Coordinate annotation records:
════

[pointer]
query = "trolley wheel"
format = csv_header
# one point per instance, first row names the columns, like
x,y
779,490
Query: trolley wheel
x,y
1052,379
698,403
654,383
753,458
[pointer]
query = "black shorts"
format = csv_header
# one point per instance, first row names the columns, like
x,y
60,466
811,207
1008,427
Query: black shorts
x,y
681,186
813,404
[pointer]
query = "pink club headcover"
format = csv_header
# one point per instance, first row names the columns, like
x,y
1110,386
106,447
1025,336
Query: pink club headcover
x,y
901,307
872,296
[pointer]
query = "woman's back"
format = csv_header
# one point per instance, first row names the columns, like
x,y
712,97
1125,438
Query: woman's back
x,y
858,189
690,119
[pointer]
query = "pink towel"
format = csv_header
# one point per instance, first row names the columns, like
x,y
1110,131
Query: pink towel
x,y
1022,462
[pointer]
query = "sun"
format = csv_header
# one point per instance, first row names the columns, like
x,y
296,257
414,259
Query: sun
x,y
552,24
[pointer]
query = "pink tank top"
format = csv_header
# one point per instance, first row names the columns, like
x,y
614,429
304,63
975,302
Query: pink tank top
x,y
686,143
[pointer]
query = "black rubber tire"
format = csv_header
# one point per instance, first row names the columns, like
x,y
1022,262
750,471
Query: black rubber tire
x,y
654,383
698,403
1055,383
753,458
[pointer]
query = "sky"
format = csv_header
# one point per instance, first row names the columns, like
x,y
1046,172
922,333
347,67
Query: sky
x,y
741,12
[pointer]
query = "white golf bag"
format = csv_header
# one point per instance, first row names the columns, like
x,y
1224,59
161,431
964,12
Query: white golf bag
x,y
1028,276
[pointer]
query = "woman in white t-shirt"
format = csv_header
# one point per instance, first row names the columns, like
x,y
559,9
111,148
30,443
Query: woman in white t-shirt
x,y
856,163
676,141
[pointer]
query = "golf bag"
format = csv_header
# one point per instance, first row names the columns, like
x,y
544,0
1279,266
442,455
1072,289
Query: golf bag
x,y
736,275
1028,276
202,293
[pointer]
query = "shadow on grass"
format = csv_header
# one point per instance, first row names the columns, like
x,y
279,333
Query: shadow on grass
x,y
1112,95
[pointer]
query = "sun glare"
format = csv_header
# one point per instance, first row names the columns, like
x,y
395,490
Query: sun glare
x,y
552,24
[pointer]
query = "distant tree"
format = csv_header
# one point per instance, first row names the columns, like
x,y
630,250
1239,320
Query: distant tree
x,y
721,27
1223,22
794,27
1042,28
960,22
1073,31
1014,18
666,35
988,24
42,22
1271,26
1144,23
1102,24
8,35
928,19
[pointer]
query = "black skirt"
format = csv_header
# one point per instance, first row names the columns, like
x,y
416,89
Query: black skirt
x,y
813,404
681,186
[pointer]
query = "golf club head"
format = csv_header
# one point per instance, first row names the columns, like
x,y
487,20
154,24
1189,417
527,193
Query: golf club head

════

**Task requirements**
Print all of the entries again, exactly as written.

**Task response**
[pointer]
query = "trolley wheel"
format = csv_header
# one point per instance, first row names the columns, like
x,y
779,490
Query: trolley wheel
x,y
1052,379
698,403
654,383
753,458
[pointer]
query = "black shorts"
format = csv_header
# one point per instance, first row names the columns, like
x,y
60,466
811,207
1008,427
Query: black shorts
x,y
681,186
813,404
[pointer]
query = "pink club headcover"
format = csv_header
# one point per instance, first row names the columns, like
x,y
1110,386
106,447
1025,336
Query: pink club headcover
x,y
901,307
872,296
[pointer]
query = "woman's back"
format = csv_header
# one point per instance, first row names the columns, like
x,y
712,97
1125,438
Query: woman's back
x,y
858,189
690,119
[pointer]
query = "pink towel"
format = csv_header
# one point per instance, first row names the columns, like
x,y
1110,131
Query: pink towel
x,y
1022,462
[pointer]
query = "sun"
format = csv_header
# one point per instance, first row names the columns, like
x,y
296,257
414,259
Query: sun
x,y
552,24
[pointer]
query = "pink tank top"
format = csv_header
# one point per instance, first row names the columns, like
x,y
614,429
304,63
975,302
Query: pink tank top
x,y
686,143
[pointer]
query = "black rubber tire"
format = csv_header
# one point per instance, first row names the columns, like
x,y
1022,262
750,471
Query: black rubber tire
x,y
654,383
698,403
1055,383
753,458
[pointer]
query = "sky"
format = csv_header
# one point per instance, first row names the columns, like
x,y
1046,172
922,333
347,67
Query: sky
x,y
741,12
[pointer]
query = "white golf bag"
format = csv_header
# one point per instance, first row names the columns, like
x,y
1224,59
161,431
964,12
Query: white golf bag
x,y
1028,276
[pointer]
query = "woman in white t-shirt"
format = csv_header
# one point per instance, first row names the columns, like
x,y
559,9
111,148
30,443
Query: woman in white t-shirt
x,y
856,163
676,141
[pointer]
query = "golf bag"
format = csv_header
# one point per instance, first row names the columns, like
x,y
544,0
1279,266
442,455
1072,289
Query: golf bag
x,y
736,275
1028,276
202,293
[pointer]
query = "shadow on grass"
format = csv_header
# one point per instance, first row names the columns, like
x,y
279,333
Query: shadow on grass
x,y
1112,95
[pointer]
query = "sun glare"
format = csv_header
# one point per instance, first row names the columns, like
x,y
395,490
Query: sun glare
x,y
552,24
[pointer]
query = "distant tree"
format = csv_header
# one point per instance, first row names the columns, like
x,y
630,250
1239,320
Query: distant tree
x,y
721,27
1223,22
794,27
1042,28
960,22
1073,31
1014,18
666,35
988,24
42,22
1271,26
1144,23
1102,24
8,35
928,19
[pointer]
query = "black skirt"
format = csv_header
# one point per instance, first row names the columns, like
x,y
416,89
Query: black skirt
x,y
813,404
681,186
[pointer]
query = "golf club head"
format = csv_header
# one point per instance, first row names the columns, like
x,y
487,20
154,24
1189,417
527,193
Query: golf club head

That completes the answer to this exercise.